# [Given text]
+++

Abnormal Uterine Bleeding Mind Map.jpg

Abnormal uterine bleeding or abnormal vaginal bleeding is a common patient presentation. A few causes of lower genitourinary tract bleeding (abnormal vaginal bleeding) such as atrophic vaginitis, trauma, and cervical pathology are not discussed here. Patients or clinicians may not be able to differentiate between these causes based upon symptoms or bedside evaluation, but certain clues in a history and a physical exam can help differentiate between these causes. For example, patients with atrophic vaginitis will likely be older/post-menopausal, have an atrophic vagina on a physical exam, and patients with cervical pathology may have a history of abnormal pap smears.

A further breakdown of probable diagnoses is based upon a patient’s age because certain diagnoses are more common in certain age groups than others. However, certain diagnoses may cross over age groups, such as endometrial cancer, which may occur in reproductive age groups, and cervical cancer, which may occur in older age groups. Most women who are undergoing menopause experience abnormal/irregular bleeding during a peri-menopausal period, such that their bleeding may appear as a part of normal transition to menopause. However, their symptoms should be carefully evaluated because of prevalence of endometrial cancer in this age group, and peri-menopause should be considered only as a condition of exclusion. Most causes of abnormal uterine bleeding during reproductive age are either related to hormone imbalance, such as anovulatory or thyroid, or a structural disorder, such as endometrial or cervical. Medications, coagulation disorders and systemic diseases can cause bleeding in any age group. However, these disorders must be very severe to cause vagina/uterine bleeding, and at that stage, patients may well be bleeding from other orifices as well, which makes these diagnoses relatively easy to make. Like other patient presentations, overlapping diagnoses may occur in any one patient. History related questions for these specific diagnoses and a careful physical exam can help a clinician narrow the differential diagnoses.

+++

# [Instructions]
1. Transcribe the passage on abnormal uterine bleeding word for word, everything from "Abnormal Uterine Bleeding Mind" down to "abnormal pap smears.".
2. Decide whether each statement agrees with the passage on abnormal uterine bleeding, and back each yes or no with the deciding words from the passage: (a) Medications can cause bleeding in any age group. (b) Peri-menopause should be the first diagnosis considered in women going through menopause. (c) Patients with cervical pathology may have a history of abnormal pap smears.
The listing that comes after has nothing to do with the passage on abnormal uterine bleeding.

+++

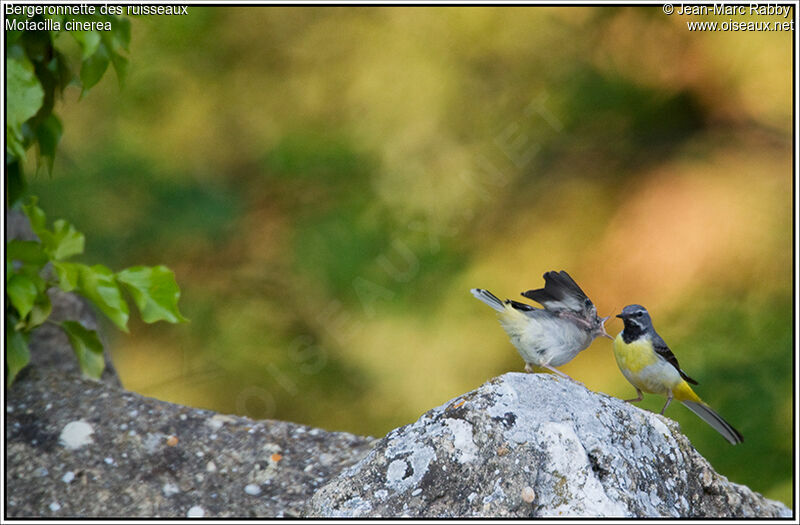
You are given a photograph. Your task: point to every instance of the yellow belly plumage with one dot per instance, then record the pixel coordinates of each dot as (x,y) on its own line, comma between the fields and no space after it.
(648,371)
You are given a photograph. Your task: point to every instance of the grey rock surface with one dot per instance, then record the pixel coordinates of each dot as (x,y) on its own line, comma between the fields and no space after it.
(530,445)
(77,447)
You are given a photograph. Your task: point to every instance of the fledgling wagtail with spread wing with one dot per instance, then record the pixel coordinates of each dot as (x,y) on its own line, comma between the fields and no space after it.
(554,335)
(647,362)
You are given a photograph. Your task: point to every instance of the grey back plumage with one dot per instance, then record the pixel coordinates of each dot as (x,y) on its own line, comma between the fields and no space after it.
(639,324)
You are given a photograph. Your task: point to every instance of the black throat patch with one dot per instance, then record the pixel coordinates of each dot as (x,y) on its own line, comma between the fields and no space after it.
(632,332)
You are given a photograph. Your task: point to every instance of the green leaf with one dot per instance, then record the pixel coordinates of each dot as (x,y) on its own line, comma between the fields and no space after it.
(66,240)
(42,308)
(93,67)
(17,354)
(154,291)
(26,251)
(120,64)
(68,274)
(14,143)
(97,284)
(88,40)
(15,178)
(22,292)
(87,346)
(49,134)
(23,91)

+++

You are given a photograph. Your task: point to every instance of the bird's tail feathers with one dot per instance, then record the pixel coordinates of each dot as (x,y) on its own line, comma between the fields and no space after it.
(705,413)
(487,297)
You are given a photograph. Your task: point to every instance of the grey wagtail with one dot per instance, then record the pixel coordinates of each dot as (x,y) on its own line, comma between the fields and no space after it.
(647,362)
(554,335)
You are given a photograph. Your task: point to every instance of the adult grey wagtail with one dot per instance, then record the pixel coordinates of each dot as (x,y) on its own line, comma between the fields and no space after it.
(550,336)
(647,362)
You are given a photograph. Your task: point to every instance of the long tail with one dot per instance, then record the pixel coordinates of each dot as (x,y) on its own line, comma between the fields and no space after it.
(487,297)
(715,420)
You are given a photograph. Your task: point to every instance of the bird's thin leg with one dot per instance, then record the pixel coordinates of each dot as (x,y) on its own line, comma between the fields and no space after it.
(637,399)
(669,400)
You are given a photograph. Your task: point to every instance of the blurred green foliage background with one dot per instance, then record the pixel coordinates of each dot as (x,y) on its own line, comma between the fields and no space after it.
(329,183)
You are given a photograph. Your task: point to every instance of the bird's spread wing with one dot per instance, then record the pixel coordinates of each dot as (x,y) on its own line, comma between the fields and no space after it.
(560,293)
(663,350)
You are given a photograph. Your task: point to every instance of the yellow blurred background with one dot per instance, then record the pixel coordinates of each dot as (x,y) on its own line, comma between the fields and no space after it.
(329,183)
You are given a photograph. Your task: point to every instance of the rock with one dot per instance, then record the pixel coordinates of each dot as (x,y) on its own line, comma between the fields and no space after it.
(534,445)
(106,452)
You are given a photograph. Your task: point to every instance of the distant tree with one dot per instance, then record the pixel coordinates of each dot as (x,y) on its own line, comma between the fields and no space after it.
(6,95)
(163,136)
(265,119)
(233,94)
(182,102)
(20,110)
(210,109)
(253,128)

+++

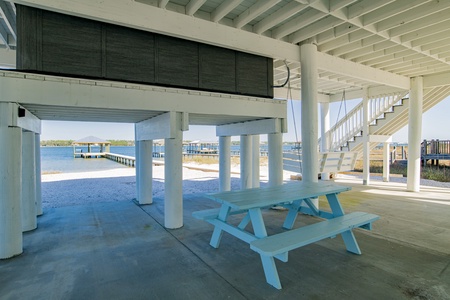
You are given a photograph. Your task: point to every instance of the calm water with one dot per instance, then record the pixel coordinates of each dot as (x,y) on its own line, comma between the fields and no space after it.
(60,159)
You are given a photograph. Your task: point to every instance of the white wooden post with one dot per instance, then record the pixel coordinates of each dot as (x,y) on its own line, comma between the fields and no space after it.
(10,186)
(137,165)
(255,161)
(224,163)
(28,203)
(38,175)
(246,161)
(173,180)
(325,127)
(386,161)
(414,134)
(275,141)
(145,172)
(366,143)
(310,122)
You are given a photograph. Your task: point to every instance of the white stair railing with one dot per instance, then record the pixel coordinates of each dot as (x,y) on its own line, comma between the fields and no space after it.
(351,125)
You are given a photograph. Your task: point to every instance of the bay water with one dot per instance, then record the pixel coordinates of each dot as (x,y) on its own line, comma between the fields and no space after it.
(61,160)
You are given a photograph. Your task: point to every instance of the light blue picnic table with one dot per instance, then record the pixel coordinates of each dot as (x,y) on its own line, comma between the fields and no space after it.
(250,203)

+++

# [Task responses]
1.
Abnormal Uterine Bleeding Mind Map.jpg

Abnormal uterine bleeding or abnormal vaginal bleeding is a common patient presentation. A few causes of lower genitourinary tract bleeding (abnormal vaginal bleeding) such as atrophic vaginitis, trauma, and cervical pathology are not discussed here. Patients or clinicians may not be able to differentiate between these causes based upon symptoms or bedside evaluation, but certain clues in a history and a physical exam can help differentiate between these causes. For example, patients with atrophic vaginitis will likely be older/post-menopausal, have an atrophic vagina on a physical exam, and patients with cervical pathology may have a history of abnormal pap smears.

2.
(a) Yes: "Medications, coagulation disorders and systemic diseases can cause bleeding in any age group."
(b) No: "peri-menopause should be considered only as a condition of exclusion."
(c) Yes: "patients with cervical pathology may have a history of abnormal pap smears."